Entries supplied:

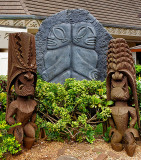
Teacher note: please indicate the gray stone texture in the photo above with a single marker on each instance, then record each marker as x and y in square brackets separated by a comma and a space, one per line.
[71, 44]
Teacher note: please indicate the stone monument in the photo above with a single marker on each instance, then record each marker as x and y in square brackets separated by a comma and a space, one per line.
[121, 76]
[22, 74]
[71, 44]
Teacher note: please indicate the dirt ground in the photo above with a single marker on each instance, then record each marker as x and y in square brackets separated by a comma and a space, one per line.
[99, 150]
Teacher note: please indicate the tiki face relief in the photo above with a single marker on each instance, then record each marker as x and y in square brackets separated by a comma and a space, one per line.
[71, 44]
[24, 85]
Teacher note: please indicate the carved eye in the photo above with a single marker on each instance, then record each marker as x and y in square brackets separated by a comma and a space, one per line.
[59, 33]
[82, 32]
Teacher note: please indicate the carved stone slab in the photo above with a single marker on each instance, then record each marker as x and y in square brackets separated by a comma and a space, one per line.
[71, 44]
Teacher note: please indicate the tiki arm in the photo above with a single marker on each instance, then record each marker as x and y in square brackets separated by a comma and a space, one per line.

--

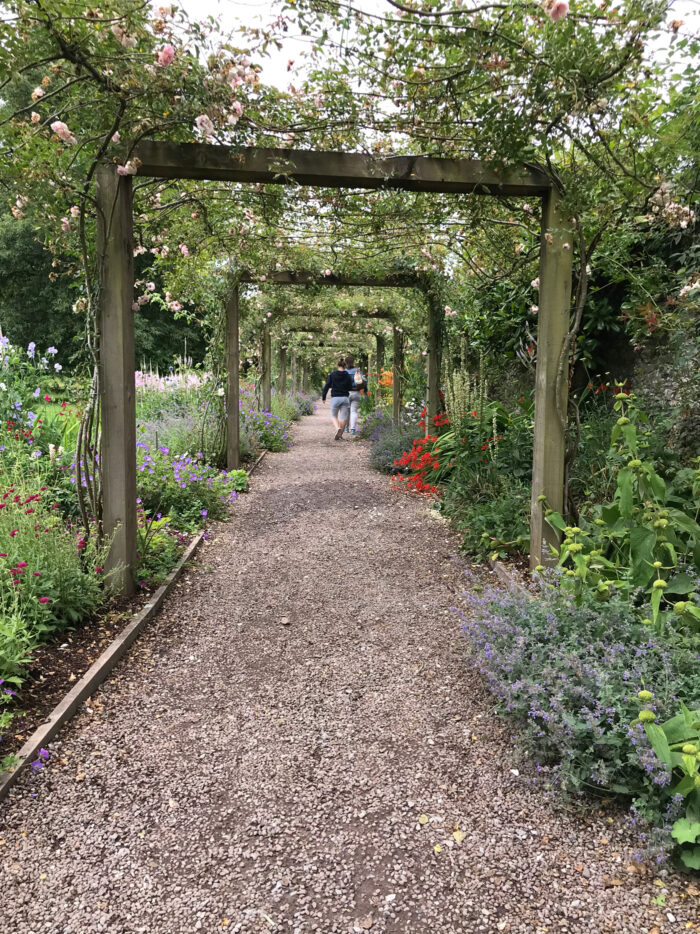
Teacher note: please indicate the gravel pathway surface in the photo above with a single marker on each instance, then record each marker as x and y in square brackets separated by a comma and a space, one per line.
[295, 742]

To be done:
Extract every row above that contains the string "tiki" and copy each one in full. Treat the match as case-sensitive.

Solution to the problem:
Teacher note: please indicate the tiki face relief in the photo above with a single marker on each instance, then record each marker as x and y in square brackets separated by a comma and a space, one per line.
Teacher note: please indicate the tiki arm in the photo above with a single marker on each instance, then record each marker as x and y in square brackets separated by a comma and a space, one per line.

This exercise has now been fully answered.